**WORK ORDER:** Your task is to copy the stretch of lines in the records below that begins with the line containing "on the computer" and ends with the line containing "the woman —", exactly as written, with nothing added.

**DATA TO EXAMINE:**
■ ■ ■
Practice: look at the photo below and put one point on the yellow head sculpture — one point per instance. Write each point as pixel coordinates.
■ ■ ■
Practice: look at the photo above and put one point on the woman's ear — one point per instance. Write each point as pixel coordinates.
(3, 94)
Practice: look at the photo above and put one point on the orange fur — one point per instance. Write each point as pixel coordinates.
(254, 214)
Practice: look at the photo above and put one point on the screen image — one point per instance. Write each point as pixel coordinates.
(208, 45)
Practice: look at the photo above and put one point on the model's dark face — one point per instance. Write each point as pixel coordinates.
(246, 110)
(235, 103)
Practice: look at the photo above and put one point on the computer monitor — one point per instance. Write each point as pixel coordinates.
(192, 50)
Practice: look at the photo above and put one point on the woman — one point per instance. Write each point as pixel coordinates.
■ ■ ■
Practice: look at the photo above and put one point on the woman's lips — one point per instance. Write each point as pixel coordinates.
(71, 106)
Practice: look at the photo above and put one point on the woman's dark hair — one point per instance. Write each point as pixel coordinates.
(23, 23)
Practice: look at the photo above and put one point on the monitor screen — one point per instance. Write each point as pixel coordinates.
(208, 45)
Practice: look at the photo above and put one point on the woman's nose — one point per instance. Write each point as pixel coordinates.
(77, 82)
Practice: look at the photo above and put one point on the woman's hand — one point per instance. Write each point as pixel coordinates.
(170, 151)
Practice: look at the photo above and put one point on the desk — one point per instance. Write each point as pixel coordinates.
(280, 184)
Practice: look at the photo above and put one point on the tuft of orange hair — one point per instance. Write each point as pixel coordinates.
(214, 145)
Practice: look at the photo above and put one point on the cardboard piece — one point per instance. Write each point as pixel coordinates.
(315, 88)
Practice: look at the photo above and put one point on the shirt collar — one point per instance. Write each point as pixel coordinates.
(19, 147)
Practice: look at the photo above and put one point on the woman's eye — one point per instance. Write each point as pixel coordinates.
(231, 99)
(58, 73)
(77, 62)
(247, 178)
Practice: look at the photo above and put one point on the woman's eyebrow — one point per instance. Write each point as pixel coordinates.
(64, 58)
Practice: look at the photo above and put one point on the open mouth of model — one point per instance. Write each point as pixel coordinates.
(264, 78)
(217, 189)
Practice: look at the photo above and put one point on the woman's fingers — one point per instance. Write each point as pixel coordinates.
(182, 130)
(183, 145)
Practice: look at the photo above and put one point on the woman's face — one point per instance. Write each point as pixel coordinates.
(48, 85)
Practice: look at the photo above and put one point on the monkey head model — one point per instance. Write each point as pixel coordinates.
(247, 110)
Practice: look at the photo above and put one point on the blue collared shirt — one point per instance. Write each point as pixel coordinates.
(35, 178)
■ ■ ■
**TASK RESPONSE:**
Practice: look at the photo above and put one point on the computer monitor — one point per instance. Write each point as pixel coordinates.
(192, 50)
Practice: look at the photo above and put one point on the woman — one point per instance. Write each point as pixel coordinates.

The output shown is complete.